**Working data**
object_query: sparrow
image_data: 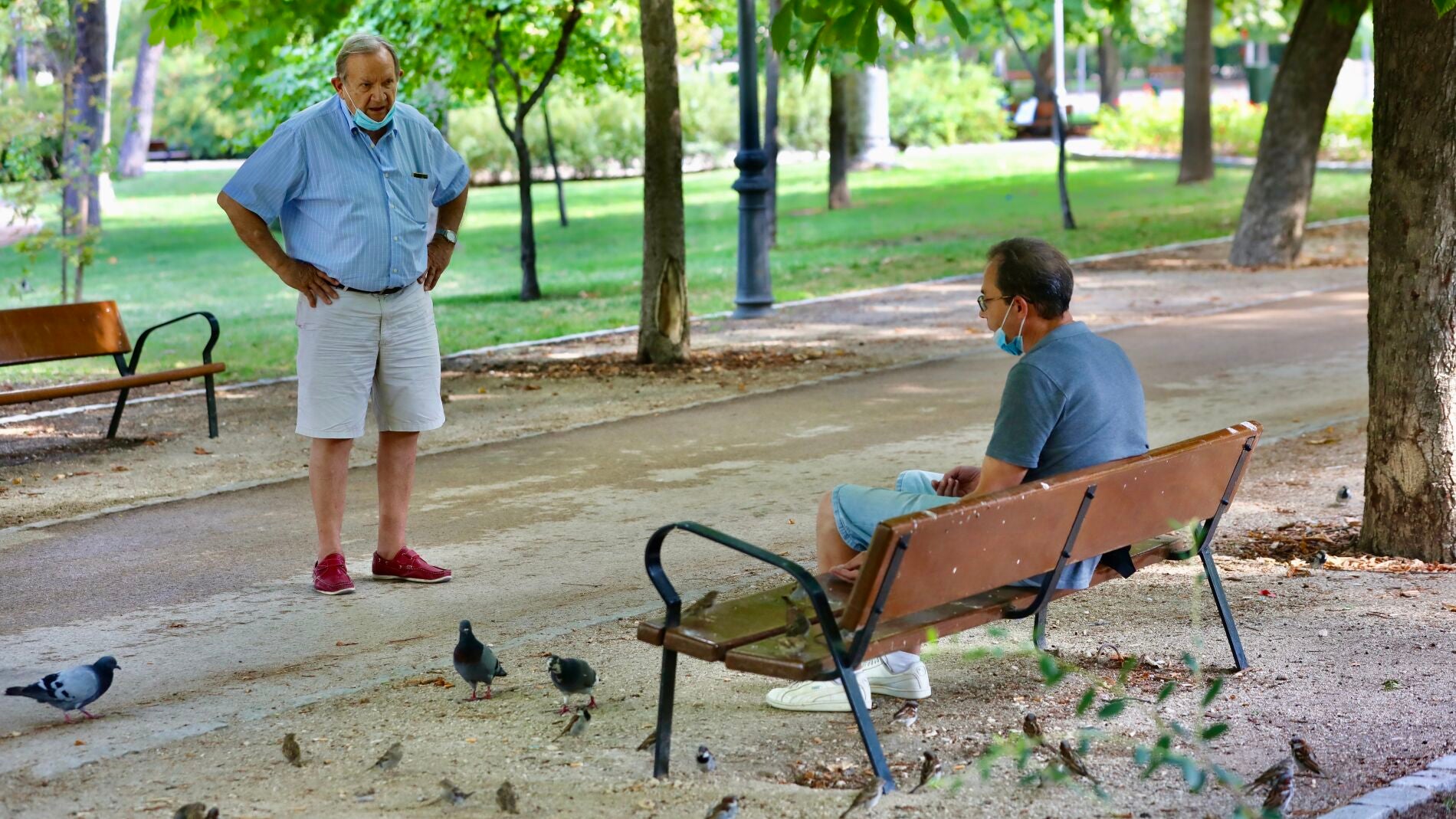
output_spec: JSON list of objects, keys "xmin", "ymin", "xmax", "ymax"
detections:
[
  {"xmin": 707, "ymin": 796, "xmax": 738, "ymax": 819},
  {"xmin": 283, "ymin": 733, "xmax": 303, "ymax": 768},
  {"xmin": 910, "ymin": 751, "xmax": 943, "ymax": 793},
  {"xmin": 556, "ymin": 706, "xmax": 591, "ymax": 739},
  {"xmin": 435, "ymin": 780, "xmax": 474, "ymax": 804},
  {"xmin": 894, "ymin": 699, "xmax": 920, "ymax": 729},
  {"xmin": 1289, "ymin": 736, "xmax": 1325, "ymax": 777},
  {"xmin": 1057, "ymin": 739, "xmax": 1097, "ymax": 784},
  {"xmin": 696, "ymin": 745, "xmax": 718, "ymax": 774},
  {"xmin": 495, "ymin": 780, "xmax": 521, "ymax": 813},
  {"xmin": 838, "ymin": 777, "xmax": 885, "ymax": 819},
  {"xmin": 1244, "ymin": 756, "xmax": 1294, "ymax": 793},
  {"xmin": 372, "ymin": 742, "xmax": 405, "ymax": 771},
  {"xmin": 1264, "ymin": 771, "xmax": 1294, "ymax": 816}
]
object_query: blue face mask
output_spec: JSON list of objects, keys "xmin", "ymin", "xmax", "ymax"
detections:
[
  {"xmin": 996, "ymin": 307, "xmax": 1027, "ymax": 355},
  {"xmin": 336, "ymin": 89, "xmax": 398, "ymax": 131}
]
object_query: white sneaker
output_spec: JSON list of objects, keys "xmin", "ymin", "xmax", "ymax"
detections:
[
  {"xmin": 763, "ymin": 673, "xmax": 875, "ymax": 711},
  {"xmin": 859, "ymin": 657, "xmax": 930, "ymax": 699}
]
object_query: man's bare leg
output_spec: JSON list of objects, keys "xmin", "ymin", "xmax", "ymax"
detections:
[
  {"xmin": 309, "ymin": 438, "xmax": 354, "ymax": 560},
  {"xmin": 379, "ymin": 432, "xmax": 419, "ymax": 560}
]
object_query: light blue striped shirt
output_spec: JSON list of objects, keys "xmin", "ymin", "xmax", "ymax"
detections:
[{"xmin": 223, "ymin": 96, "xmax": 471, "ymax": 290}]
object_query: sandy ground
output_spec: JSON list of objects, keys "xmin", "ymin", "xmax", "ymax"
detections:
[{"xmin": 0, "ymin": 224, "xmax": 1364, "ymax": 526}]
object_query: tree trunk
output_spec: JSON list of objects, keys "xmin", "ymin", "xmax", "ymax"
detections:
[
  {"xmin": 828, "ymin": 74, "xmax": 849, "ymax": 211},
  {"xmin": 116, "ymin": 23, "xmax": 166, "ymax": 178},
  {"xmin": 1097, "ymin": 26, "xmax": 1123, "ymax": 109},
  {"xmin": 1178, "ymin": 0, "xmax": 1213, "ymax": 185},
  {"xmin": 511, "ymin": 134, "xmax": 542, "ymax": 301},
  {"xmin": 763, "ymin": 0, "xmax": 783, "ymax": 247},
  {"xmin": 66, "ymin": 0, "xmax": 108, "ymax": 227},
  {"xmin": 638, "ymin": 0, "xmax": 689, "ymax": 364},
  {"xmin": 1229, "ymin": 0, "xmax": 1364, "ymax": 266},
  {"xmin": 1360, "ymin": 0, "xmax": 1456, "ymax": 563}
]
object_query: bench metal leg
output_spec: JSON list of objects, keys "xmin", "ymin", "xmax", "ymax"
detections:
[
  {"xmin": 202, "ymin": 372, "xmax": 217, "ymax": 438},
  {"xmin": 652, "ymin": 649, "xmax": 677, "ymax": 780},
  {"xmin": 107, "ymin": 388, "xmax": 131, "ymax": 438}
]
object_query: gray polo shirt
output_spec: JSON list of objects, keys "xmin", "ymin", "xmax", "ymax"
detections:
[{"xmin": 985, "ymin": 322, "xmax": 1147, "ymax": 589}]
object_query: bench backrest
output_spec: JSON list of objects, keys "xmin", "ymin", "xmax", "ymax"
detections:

**Exercise instructions**
Starting at the line that contains "object_query: bench metal leg" and ending with the last line of the records, write those lines out again, requests included. Raise every bounding-box coordinate in the answers by 144.

**Solved problem**
object_query: bench metal leg
output_spec: JSON list of objects, keys "xmin", "ymin", "xmax", "ymax"
detections:
[
  {"xmin": 346, "ymin": 516, "xmax": 361, "ymax": 582},
  {"xmin": 796, "ymin": 793, "xmax": 821, "ymax": 924},
  {"xmin": 251, "ymin": 532, "xmax": 275, "ymax": 582}
]
object_query: gray polo shirt
output_spec: JSON list of objects, keys "xmin", "ymin", "xmax", "ymax"
detections:
[{"xmin": 1129, "ymin": 466, "xmax": 1291, "ymax": 733}]
object_query: bench backrest
output_spec: JSON list of objects, keys "xmin", "ymin", "xmax", "ymax"
detections:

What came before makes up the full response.